── PAGE EXTRACT ──

It took bad thinking and bad policy by many players to get us into the state we’re in; rarely in the course of human events have so many worked so hard to do so much damage. But if I had to identify the players who really let us down the most, I think I’d point to European institutions that lent totally spurious intellectual credibility to the Pain Caucus. Specifically:

The Organization for Economic Cooperation and Development, which a year ago demanded both fiscal austerity and a sharp rise in interest rates in the United States, because, well, just because. Recently the O.E.C.D. surveyed Britain and concluded that inflation is likely to decline, unemployment to rise, and that the nation should therefore … continue with fiscal austerity and raise rates. As a correspondent wrote, “What planet are they living on? What planet am I living on?”
The European Central Bank, which completely bought into the doctrine of expansionary austerity, despite overwhelming evidence that it was false, and proceeded to raise rates in the face of a deeply depressed economy — which is possibly the straw that will break the euro’s back.

───
── AVAILABLE DATA ──

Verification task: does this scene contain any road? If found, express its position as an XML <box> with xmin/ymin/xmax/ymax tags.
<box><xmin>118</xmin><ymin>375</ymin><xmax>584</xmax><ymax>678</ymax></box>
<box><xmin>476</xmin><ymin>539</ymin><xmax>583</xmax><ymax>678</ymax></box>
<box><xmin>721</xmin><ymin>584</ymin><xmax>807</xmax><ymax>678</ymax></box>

───

- WORK INSTRUCTIONS -
From the passage on European institutions and austerity, set down word for word the stretch starting with "The Organization for" and going on through "the euro’s back.".

- RESPONSE -
The Organization for Economic Cooperation and Development, which a year ago demanded both fiscal austerity and a sharp rise in interest rates in the United States, because, well, just because. Recently the O.E.C.D. surveyed Britain and concluded that inflation is likely to decline, unemployment to rise, and that the nation should therefore … continue with fiscal austerity and raise rates. As a correspondent wrote, “What planet are they living on? What planet am I living on?”
The European Central Bank, which completely bought into the doctrine of expansionary austerity, despite overwhelming evidence that it was false, and proceeded to raise rates in the face of a deeply depressed economy — which is possibly the straw that will break the euro’s back.